> SOURCE EXTRACT:
- - - - - - -

The majority of studies conducted in the past 20–25 years examining factors related to SIB in the ASD population have focused on community samples. However, prior research indicates that SIB is one of the primary reasons for psychiatric hospitalization in ASD (Siegel et al. 2012). It is possible that those who require more intensive care, such as an admission to psychiatric inpatient hospitalization, have more frequent or severe SIB and different risk factors for SIB. Although likely, this has not been examined and it is also unknown whether the factors associated with SIB would be similar in community and hospitalized samples. We present the results of a naturalistic study of a large sample of children and adolescents with ASD who were admitted for psychiatric inpatient treatment. An analysis of both the rates and types of SIB as well as factors that might predict the presence of SIB was conducted. It was hypothesized that those individuals who exhibited SIB both at home and at least daily in the hospital (“Home and Hospital SIB”) would have significantly higher ratings on measures of irritability and hyperactivity than those whose SIB was reported to occur at home but less than once a day in the hospital (“Home SIB”). In addition, it was hypothesized that, consistent with the ASD/SIB literature, age, lower Nonverbal Intelligence Quotient (NVIQ), lower adaptive functioning, higher ASD symptom severity and higher rates of inattention and hyperactivity symptoms would be most predictive of SIB severity for this inpatient population. Finally, an exploratory hypothesis was that higher rates of SIB would be reported among children and adolescents with ASD who were admitted to inpatient psychiatric units than previously published rates in community samples.

- - - - - - -

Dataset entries
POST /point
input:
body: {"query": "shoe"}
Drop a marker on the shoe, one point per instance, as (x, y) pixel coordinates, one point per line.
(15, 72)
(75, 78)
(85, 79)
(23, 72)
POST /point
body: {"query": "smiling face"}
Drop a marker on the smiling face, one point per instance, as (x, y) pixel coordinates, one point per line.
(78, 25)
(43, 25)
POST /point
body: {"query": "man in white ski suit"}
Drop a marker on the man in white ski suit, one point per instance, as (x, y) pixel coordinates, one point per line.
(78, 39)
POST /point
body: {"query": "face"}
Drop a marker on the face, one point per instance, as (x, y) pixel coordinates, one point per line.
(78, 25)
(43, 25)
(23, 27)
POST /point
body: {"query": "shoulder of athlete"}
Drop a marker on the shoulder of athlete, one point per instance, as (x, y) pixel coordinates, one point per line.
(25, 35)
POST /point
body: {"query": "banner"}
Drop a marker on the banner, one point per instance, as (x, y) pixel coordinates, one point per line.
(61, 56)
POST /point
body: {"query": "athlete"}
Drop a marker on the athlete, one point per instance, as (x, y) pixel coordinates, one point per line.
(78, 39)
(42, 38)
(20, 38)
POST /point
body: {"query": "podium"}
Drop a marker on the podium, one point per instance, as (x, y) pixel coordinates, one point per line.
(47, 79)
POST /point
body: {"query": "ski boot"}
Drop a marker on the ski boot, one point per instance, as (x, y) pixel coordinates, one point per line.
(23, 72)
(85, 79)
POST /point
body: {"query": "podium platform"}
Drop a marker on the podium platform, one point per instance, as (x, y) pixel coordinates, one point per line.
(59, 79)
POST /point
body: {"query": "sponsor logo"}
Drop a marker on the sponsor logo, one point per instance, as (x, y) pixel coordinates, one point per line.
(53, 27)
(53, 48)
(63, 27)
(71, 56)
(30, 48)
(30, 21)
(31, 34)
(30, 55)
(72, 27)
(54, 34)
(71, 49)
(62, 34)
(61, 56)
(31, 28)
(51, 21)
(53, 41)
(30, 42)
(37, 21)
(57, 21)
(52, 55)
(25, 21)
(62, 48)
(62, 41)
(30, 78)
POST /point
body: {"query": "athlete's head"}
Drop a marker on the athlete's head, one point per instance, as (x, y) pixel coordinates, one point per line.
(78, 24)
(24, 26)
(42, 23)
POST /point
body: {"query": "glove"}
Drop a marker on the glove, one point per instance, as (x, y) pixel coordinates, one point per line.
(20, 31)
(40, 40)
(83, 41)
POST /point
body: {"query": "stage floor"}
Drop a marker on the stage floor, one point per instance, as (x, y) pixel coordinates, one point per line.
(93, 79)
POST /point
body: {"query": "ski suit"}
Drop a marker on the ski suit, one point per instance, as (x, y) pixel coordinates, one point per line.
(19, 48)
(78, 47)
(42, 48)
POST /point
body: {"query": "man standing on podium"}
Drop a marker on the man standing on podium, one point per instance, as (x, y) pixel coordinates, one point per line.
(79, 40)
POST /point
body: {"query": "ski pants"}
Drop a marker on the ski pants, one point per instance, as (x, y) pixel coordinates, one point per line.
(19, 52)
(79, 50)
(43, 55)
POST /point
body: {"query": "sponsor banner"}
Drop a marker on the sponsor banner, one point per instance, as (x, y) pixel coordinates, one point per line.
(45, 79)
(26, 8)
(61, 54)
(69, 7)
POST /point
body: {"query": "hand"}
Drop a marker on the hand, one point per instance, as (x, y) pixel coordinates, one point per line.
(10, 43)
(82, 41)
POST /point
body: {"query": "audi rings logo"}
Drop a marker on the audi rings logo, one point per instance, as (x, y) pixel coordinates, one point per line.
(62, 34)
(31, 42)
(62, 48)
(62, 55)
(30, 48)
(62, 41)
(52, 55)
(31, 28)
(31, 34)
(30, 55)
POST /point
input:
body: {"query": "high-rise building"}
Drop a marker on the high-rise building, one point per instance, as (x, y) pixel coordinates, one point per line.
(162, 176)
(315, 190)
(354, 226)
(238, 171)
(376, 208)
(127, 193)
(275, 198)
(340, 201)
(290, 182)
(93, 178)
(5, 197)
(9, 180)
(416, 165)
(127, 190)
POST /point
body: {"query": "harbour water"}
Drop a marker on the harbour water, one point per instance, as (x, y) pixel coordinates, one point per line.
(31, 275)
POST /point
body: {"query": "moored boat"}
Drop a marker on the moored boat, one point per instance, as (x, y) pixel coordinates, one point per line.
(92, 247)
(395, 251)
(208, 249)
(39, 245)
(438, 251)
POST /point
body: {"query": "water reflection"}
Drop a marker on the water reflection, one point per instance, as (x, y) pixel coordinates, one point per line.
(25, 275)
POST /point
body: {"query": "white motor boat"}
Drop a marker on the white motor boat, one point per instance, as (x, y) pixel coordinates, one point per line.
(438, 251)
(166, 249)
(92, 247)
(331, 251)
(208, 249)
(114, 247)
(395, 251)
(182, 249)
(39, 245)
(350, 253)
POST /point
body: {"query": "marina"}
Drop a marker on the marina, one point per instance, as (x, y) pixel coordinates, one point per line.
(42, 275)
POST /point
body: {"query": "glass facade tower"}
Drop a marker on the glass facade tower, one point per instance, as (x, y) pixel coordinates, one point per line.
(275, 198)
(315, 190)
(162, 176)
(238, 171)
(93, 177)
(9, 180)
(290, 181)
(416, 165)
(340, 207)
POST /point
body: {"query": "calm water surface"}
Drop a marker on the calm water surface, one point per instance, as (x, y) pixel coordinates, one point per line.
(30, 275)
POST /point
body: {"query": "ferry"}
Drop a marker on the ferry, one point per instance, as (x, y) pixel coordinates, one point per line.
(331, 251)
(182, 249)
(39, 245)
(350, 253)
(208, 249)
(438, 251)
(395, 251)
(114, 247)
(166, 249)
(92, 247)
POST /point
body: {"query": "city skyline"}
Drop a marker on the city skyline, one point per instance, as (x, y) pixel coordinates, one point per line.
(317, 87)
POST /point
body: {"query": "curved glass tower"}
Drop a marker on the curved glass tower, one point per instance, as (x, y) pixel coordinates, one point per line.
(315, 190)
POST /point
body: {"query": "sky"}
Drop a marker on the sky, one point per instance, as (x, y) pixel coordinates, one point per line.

- - - - - - -

> REQUIREMENT A: Decide whether each statement agrees with the passage about self-injurious behavior in autism, answering yes or no and quoting the words of the passage that settle it. (i) Most studies from the past 20–25 years on factors related to SIB in the ASD population used community samples. (ii) It has already been shown that the factors associated with SIB are similar in community and hospitalized samples. (iii) The authors expected higher rates of SIB among inpatients with ASD than the rates previously published for community samples.
> REQUIREMENT B: Resume the passage about self-injurious behavior in autism, starting right after its final sentence.

> EXERCISE ANSWER A:
(i) Yes: "have focused on community samples."
(ii) No: "it is also unknown whether the factors associated with SIB would be similar in community and hospitalized samples."
(iii) Yes: "higher rates of SIB would be reported among children and adolescents with ASD who were admitted to inpatient psychiatric units than previously published rates in community samples."

> EXERCISE ANSWER B:
Methods

Subjects

Children and adolescents with ASD admitted to six specialized psychiatric hospital inpatient units that treat ASD and other neurodevelopmental disorders were enrolled through the Autism Inpatient Collection (AIC). The six research sites included Western Psychiatric Institute and Clinic (Pittsburgh, PA), Cincinnati Children’s Hospital (OH), Children’s Hospital Colorado (Aurora CO), Spring Harbor Hospital (Portland, ME), Shepphard Pratt Health System (Baltimore, MD) and Bradley Hospital (Providence, RI). The full methods of the AIC have been published previously (Siegel et al. 2015). Briefly, children aged 4–20 years old with a score of ≥ 12 on the Social Communication Questionnaire (SCQ; Rutter et al. 2003) or with high suspicion of ASD from the inpatient clinical treatment team were eligible for enrollment. ASD diagnoses were confirmed by administration of the Autism Diagnostic Observation Schedule-2 (ADOS-2; Lord et al. 2012) by a study examiner trained to research reliability standards on the ADOS-2, and all subjects met or exceeded ADOS-2 cut-offs for ASD. Exclusion criteria included not having a parent available who was not proficient in English or the child with ASD being a prisoner. Figure 1 summarizes the enrollment process.

Fig. 1.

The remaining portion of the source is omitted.